WHAT TO DO:
Please copy out the material below word for word, covering all of it, and leave the pictures out of your answer.

● ● ● ●

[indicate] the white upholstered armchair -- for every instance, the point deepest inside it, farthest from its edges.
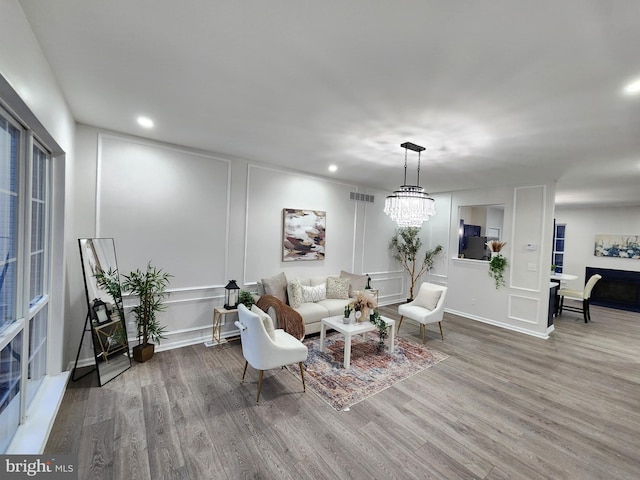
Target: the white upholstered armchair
(264, 347)
(427, 307)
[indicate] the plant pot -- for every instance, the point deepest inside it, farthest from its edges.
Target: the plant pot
(142, 353)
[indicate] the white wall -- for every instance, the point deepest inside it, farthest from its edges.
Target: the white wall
(583, 225)
(522, 304)
(207, 219)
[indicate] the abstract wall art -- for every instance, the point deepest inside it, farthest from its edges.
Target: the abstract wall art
(620, 246)
(303, 234)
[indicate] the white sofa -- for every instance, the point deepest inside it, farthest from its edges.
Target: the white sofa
(315, 308)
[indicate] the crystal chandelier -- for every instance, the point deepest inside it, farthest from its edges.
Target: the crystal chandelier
(410, 205)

● ● ● ●

REPLY TO THE TASK:
[indicate] the white upholstered armchair -- for every instance, the point deepest inside it, farthest from its edges.
Target: the white upholstered armchair
(264, 347)
(427, 307)
[indicate] the plant pot -- for every instance, the point deepest inside it, farthest from its edges.
Target: the plant pot
(142, 353)
[indicate] the white wall -- for every instance, the point deepest inside it, farthest from its edges.
Target: the white wall
(583, 225)
(522, 304)
(207, 219)
[indicate] the abstract wall art -- for every instance, the point deepest inside it, farthest from its edges.
Target: the abstract wall art
(620, 246)
(303, 234)
[indicate] the white sofa -- for every instance, the point deepest inside it, farthest from its edges.
Target: the white sofa
(315, 308)
[indicate] the crystal chandelier -- for every instance, the point deepest inside it, farthest from its edges.
Target: the crystal chandelier
(410, 205)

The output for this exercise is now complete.